Tasks to perform:
a - In the news briefing, which company did the Biden administration allow to build the offshore wind turbines off the coast of New Jersey?
b - Transcribe the part of the news briefing that opens with the words containing "A Tumultuous SCOTUS" and closes with "cost yourself $7,000.".

A Tumultuous SCOTUS Term

Happy Thursday! The next time you accidentally make a wrong turn and add a couple minutes to your commute, show yourself some grace. Odds are you didn’t just cost yourself $7,000.

Quick Hits: Today’s Top Stories

  • The Israeli government said Wednesday it had withdrawn its troops from the West Bank city of Jenin after a two-day raid in a Palestinian refugee camp aimed at destroying terrorists’ “infrastructure.” The incursion—one of Israel’s largest operations in the region in two decades—left one Israeli soldier and 12 Palestinians dead, with many more injured or detained. The Israeli military said it destroyed weapons storage and bombs, while the Palestinian authority characterized the raid as a war crime. Doctors Without Borders accused Israeli forces of firing tear gas inside a hospital. “No non-combatants were killed during the counterterrorism activity in the Jenin Camp,” a spokesman for the Israeli military claimed. “The IDF is not fighting against the Palestinian people—only against terrorist operatives.”
  • The U.S. Navy said Wednesday American forces successfully prevented the Iranian Navy from seizing two oil tankers in international waters near Oman after Iranian warships opened fire on one of the tankers. Iran has “harassed, attacked or seized” close to 20 merchant vessels in international waters since 2021, according to a U.S. Navy spokesman.
  • The Pentagon announced Wednesday it will tighten existing restrictions on classified information access in the wake of a major leak four months ago, including adding detection of electronic device usage in secure facilities and monitoring users’ access to top-secret information. The changes come two weeks after Jack Teixeira, the Air National Guardsman accused of leaking the sensitive military documents, pleaded not guilty to six federal charges.
  • Tuesday, according to U.S. National Centers for Environmental Prediction data, was Earth’s hottest day on record—and last month was the hottest June since at least 1940. The record-high temperatures come as surface ocean temperatures reach new peaks and ice levels in the Antarctic Sea hit record-breaking lows.
  • The Biden administration approved America’s largest-ever offshore wind project Wednesday, allowing Danish energy company Orsted to build dozens of wind turbines off the coast of New Jersey. The project could power up to half a million homes but has attracted criticism from local residents and Republican lawmakers.
  • Ukrainian President Volodymyr Zelensky alleged Tuesday that Russian troops may have placed explosives on the Zaporizhzhia nuclear power plant (ZNPP)—five days after he announced that Ukrainian intelligence suspected a coming attack on the plant, Europe’s largest. A Kremlin spokesperson, meanwhile, warned Wednesday that Ukraine was planning to strike the ZNPP with a missile. The International Atomic Energy Agency (IAEA) said Wednesday it has yet to confirm the presence of explosives at the plant, but requires greater access to monitor the situation.
  • China set export restrictions this week on two minerals used to produce semiconductors and other technologies. China and the U.S. have been ramping up such measures in recent months to protect economic advantages and national security. The announcement preceded Treasury Secretary Janet Yellen’s trip to Beijing, which begins today and aims to ease economic tensions between the two countries.

Stored items:

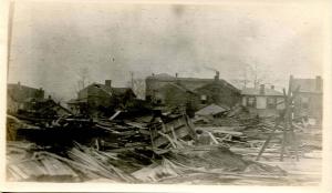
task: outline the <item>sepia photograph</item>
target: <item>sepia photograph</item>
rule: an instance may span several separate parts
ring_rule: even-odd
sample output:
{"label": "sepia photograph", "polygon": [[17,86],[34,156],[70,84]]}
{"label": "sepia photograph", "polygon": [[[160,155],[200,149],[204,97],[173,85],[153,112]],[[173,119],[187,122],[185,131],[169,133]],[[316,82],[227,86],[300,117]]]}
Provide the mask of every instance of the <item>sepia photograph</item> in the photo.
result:
{"label": "sepia photograph", "polygon": [[4,181],[322,185],[330,6],[10,1]]}

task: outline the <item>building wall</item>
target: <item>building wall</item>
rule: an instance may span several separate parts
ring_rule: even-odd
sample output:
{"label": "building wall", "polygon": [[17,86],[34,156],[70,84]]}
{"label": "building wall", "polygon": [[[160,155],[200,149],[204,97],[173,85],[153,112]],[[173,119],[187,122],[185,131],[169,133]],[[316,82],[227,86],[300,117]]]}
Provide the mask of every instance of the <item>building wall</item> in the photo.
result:
{"label": "building wall", "polygon": [[199,79],[175,79],[175,78],[169,78],[169,79],[158,79],[158,78],[154,78],[154,77],[148,77],[145,80],[145,87],[146,87],[146,96],[148,95],[154,95],[156,94],[155,92],[167,85],[168,83],[180,83],[183,85],[185,85],[187,89],[189,90],[194,90],[197,88],[200,88],[209,82],[211,82],[211,80],[199,80]]}
{"label": "building wall", "polygon": [[201,96],[207,96],[206,103],[208,104],[216,103],[231,108],[241,101],[239,92],[224,85],[222,83],[209,83],[196,89],[195,92],[199,93]]}
{"label": "building wall", "polygon": [[294,115],[308,116],[322,121],[323,96],[321,93],[300,92],[293,93]]}
{"label": "building wall", "polygon": [[7,111],[9,113],[17,113],[19,109],[24,109],[24,102],[28,99],[44,99],[44,91],[20,84],[8,84]]}
{"label": "building wall", "polygon": [[[273,104],[269,103],[268,100]],[[242,95],[242,105],[247,106],[250,113],[259,116],[279,115],[284,110],[284,103],[281,103],[281,101],[284,101],[283,96]]]}
{"label": "building wall", "polygon": [[199,104],[199,98],[197,95],[170,84],[157,90],[156,99],[159,100],[162,104],[166,104],[169,108],[185,106],[189,102],[194,109],[198,109]]}

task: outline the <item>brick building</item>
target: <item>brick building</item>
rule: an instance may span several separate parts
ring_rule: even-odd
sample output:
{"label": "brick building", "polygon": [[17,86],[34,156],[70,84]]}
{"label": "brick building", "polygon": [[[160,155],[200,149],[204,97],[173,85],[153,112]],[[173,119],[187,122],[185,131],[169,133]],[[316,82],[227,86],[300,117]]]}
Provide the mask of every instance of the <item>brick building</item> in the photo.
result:
{"label": "brick building", "polygon": [[[291,91],[294,95],[294,116],[307,116],[322,122],[323,113],[323,80],[290,78]],[[297,89],[299,90],[297,91]]]}
{"label": "brick building", "polygon": [[146,99],[167,106],[190,103],[195,110],[211,103],[231,108],[240,101],[240,91],[219,79],[219,72],[214,79],[179,78],[164,73],[146,78]]}
{"label": "brick building", "polygon": [[241,94],[242,105],[259,116],[277,116],[286,108],[283,93],[274,87],[268,89],[261,84],[259,89],[245,88]]}
{"label": "brick building", "polygon": [[17,113],[29,108],[31,100],[43,100],[44,90],[35,89],[18,83],[7,84],[7,112]]}
{"label": "brick building", "polygon": [[111,80],[105,84],[92,83],[80,90],[76,99],[68,102],[71,111],[90,115],[110,115],[123,109],[135,98],[131,88],[113,88]]}

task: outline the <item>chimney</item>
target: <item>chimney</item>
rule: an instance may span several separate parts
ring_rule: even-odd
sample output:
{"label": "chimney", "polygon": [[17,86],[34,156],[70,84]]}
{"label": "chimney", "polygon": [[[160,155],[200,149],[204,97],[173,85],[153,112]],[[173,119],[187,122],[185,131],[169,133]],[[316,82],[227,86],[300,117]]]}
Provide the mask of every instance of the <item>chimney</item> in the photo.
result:
{"label": "chimney", "polygon": [[105,80],[105,85],[111,88],[112,87],[112,80]]}
{"label": "chimney", "polygon": [[219,80],[219,71],[216,71],[215,81]]}
{"label": "chimney", "polygon": [[264,95],[266,94],[266,85],[264,84],[260,84],[259,94],[260,95]]}
{"label": "chimney", "polygon": [[315,90],[317,91],[322,91],[322,84],[323,84],[323,80],[320,75],[315,77]]}

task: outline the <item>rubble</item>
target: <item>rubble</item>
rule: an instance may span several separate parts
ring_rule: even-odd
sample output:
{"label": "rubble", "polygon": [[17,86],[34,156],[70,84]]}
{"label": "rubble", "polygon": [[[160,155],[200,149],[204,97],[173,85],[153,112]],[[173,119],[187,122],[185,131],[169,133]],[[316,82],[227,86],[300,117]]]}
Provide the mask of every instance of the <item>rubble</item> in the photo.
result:
{"label": "rubble", "polygon": [[[160,109],[145,109],[144,113],[139,109],[135,113],[114,110],[108,116],[97,118],[8,114],[8,180],[215,184],[246,179],[268,179],[272,184],[289,181],[288,172],[278,165],[253,161],[274,130],[262,160],[279,158],[284,125],[276,126],[274,118],[250,114],[241,105],[224,109],[210,104],[193,119],[180,109],[165,108],[167,113]],[[303,140],[297,150],[299,156],[317,159],[321,132],[301,122],[294,124],[294,130]],[[292,159],[294,151],[287,149],[286,155]]]}

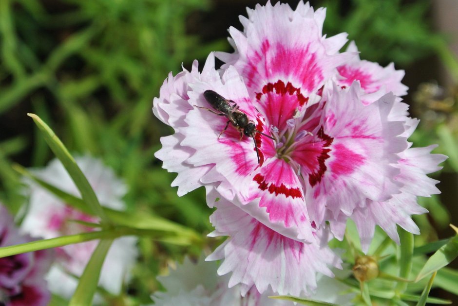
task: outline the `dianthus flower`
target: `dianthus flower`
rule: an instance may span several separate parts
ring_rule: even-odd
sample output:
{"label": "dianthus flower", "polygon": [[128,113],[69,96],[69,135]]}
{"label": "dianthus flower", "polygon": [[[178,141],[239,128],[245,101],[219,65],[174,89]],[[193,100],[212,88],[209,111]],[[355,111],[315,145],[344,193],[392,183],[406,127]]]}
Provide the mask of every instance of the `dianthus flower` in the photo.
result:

Answer set:
a - Orsted, a Danish energy company.

b -
A Tumultuous SCOTUS Term

Happy Thursday! The next time you accidentally make a wrong turn and add a couple minutes to your commute, show yourself some grace. Odds are you didn’t just cost yourself $7,000.